• _Input data_
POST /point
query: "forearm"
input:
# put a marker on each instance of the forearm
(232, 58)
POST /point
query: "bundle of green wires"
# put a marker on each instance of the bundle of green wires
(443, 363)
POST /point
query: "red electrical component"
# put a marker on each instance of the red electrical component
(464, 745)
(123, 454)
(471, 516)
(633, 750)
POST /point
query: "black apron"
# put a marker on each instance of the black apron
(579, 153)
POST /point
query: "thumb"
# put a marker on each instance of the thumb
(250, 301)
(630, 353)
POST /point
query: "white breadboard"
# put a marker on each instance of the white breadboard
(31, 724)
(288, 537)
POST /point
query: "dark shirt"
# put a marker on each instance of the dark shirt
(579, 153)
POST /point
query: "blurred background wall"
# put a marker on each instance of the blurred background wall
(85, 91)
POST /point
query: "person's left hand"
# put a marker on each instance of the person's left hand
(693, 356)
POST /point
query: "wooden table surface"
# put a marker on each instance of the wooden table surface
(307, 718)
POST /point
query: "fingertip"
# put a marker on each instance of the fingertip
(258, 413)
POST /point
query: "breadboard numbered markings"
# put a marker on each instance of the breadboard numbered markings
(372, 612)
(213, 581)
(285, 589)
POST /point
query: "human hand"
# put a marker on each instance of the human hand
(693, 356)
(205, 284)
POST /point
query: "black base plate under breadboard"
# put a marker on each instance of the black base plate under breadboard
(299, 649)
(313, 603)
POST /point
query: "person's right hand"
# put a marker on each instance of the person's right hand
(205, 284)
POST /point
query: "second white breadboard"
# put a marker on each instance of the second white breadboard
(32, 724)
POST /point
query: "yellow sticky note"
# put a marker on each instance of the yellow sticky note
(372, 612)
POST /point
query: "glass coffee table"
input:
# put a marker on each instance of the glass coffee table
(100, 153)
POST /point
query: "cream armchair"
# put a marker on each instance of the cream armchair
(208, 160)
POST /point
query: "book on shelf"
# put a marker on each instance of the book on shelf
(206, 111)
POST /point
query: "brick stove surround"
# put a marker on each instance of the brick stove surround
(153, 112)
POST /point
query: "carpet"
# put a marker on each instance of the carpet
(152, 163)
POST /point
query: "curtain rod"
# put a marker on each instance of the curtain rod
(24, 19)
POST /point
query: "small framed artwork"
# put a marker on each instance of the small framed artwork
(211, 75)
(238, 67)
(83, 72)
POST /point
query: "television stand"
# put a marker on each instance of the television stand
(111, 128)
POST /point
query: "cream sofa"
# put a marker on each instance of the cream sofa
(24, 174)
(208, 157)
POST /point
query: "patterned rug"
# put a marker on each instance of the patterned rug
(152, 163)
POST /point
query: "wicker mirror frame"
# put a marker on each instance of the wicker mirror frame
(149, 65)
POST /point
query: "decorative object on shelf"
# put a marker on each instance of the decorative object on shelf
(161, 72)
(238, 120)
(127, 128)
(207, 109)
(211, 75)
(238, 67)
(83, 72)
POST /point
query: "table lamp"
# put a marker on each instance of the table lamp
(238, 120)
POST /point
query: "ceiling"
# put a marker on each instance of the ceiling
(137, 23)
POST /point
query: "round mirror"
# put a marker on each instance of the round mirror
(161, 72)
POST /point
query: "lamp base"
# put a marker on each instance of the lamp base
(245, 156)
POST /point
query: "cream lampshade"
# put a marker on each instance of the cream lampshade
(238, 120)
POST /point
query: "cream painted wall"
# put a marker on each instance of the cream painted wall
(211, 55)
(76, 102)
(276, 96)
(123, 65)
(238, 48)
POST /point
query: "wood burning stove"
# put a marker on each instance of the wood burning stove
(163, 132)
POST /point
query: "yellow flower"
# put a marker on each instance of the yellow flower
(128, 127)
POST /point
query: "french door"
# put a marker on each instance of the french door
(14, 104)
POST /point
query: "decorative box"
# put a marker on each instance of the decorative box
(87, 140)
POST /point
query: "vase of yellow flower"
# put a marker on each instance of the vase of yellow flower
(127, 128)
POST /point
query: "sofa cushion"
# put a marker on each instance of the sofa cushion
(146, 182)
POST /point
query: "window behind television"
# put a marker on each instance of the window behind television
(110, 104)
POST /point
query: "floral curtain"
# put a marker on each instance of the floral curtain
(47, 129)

• _What you will do_
Please retype each entry above exactly as it is written.

• _Task response_
POST /point
query: "forearm"
input:
# put a marker on each instance of the forearm
(232, 58)
POST /point
query: "bundle of green wires"
# put a marker on each instance of the bundle of green wires
(443, 363)
POST /point
query: "red electrical component"
# put a marker on each instance of the red electrical component
(464, 745)
(123, 454)
(471, 516)
(633, 750)
POST /point
query: "black apron"
# put a marker on each instance of the black apron
(579, 153)
POST /point
query: "thumb"
# put a marker on each instance of the thumb
(250, 301)
(630, 353)
POST /point
query: "white breadboard"
# put a marker on each instance of the white breadboard
(31, 724)
(288, 537)
POST /point
query: "dark shirt"
# put a marker on each instance of the dark shirt
(579, 153)
POST /point
query: "blurred background wall"
# put a marker on each instance of the blurred background wall
(85, 91)
POST /point
query: "person's left hand"
# put a marker on each instance of the person's left hand
(693, 356)
POST /point
query: "wooden table surface"
# put a marker on each instance of the wooden table surface
(307, 718)
POST /point
query: "fingertip"
# put a marker on each instance of the fingertip
(258, 413)
POST /point
query: "breadboard numbered markings"
# put a marker on each instance of the breadboard numbered markings
(372, 612)
(213, 581)
(285, 589)
POST /point
query: "human hand"
# put a marker on each instance of the human hand
(693, 356)
(205, 284)
POST /point
query: "black base plate under breadboard"
# put a marker on each instance of the black base plate under breadboard
(299, 649)
(313, 603)
POST /point
query: "person's right hand"
# put a marker on each instance of the person's right hand
(205, 284)
POST /point
query: "second white breadboard"
# put a marker on each instance of the second white breadboard
(32, 724)
POST /point
query: "yellow sticky note"
# put a marker on each instance of the yellow sticky note
(372, 612)
POST /point
query: "glass coffee table"
input:
# put a marker on each instance of the glass coffee table
(100, 153)
POST /point
query: "cream armchair"
# put a marker on each instance of the cream armchair
(208, 160)
POST /point
query: "book on shelf"
# put a marker on each instance of the book on shelf
(206, 111)
POST /point
query: "brick stove surround"
# put a marker on each instance of the brick stove surround
(153, 112)
POST /point
query: "carpet"
# put a marker on each instance of the carpet
(152, 163)
POST /point
query: "curtain rod"
# put a marker on each instance of the curtain rod
(24, 19)
POST /point
query: "small framed artwork"
# put a marker on each instance of the small framed artwork
(211, 75)
(238, 67)
(83, 72)
POST /point
query: "television stand"
# put a marker on each instance of the television stand
(111, 128)
POST /point
query: "cream sofa"
# put a marker on each instance of the cream sofa
(24, 174)
(208, 157)
POST /point
query: "patterned rug"
# put a marker on each instance of the patterned rug
(152, 163)
POST /point
query: "wicker mirror frame"
# put a marker on each instance of the wicker mirror frame
(149, 65)
POST /point
query: "decorative object on shelf"
# put a marker on each instance of the decorative object on shelf
(161, 72)
(238, 120)
(127, 128)
(207, 109)
(211, 75)
(238, 67)
(83, 72)
POST /point
query: "table lamp"
# put a marker on each instance of the table lamp
(238, 120)
POST /point
query: "ceiling"
# put a marker on each instance of the ceiling
(137, 23)
POST /point
query: "round mirror"
# put a marker on each instance of the round mirror
(161, 72)
POST /point
query: "lamp base"
# put a marker on each instance of the lamp base
(245, 156)
POST /point
query: "cream lampshade"
# put a marker on each instance of the cream lampshade
(238, 120)
POST /point
query: "cream painted wall"
# put a marker on each instance of the cream painted wall
(211, 55)
(76, 102)
(276, 96)
(123, 65)
(238, 48)
POST /point
query: "wood burning stove"
# put a marker on each instance of the wood burning stove
(163, 132)
POST /point
query: "yellow flower"
# put a marker on each instance of the yellow flower
(128, 127)
POST /point
query: "french door"
# put a marker on each instance of the french door
(14, 104)
POST /point
query: "decorative box"
# put a marker on each instance of the decorative box
(87, 140)
POST /point
query: "vase of yellow flower"
# put a marker on each instance of the vase of yellow flower
(127, 128)
POST /point
query: "sofa cushion"
# put a marker on each instance of the sofa cushion
(146, 182)
POST /point
query: "window behind television"
# put a marker on each instance of the window behind television
(110, 104)
POST /point
query: "floral curtain"
# put a marker on each instance of the floral curtain
(47, 129)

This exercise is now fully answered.